Problem:
In the change request below, how is the predicted flux in reconstructed energy defined?

Article:
═══

Change request #2674

Application of thresholds in the on/off analysis case including energy dispersion

Added by Specovius Andreas over 4 years ago. Updated over 4 years ago.

Status:ClosedStart date:09/05/2018
Priority:UrgentDue date:
Assigned To:Knödlseder Jürgen% Done:

100%

Category:-
Target version:1.6.0
Duration:

Description

Introduction

The predicted flux in reconstructed energy is defined via the product of model flux, effective area and livetime.

Including energy dispersion means that the predicted flux in reconstructed energy has to be derived via summing over the flux predicted in each true energy bin weighted with the energy dispersion relating true and reconstructed energy.

Including energy threshold means that, on the one hand, the observed counts spectra should be cutted below the threshold and, on the other hand, it should be ensured that the predicted counts spectra in reconstructed energy should contain no counts below threshold.

═══

Dataset extract:
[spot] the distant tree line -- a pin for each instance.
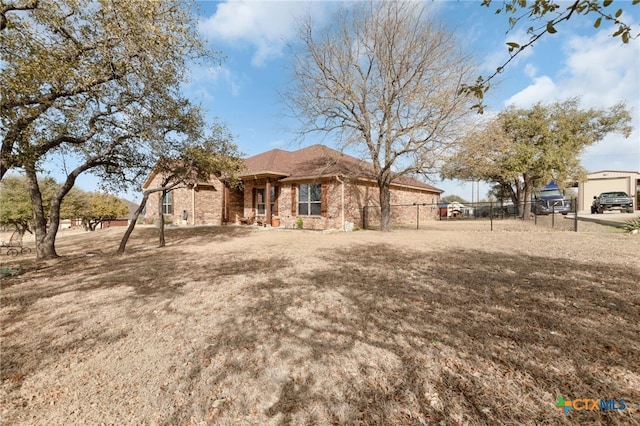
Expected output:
(89, 208)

═══

Written answer:
It is defined as the product of model flux, effective area and livetime.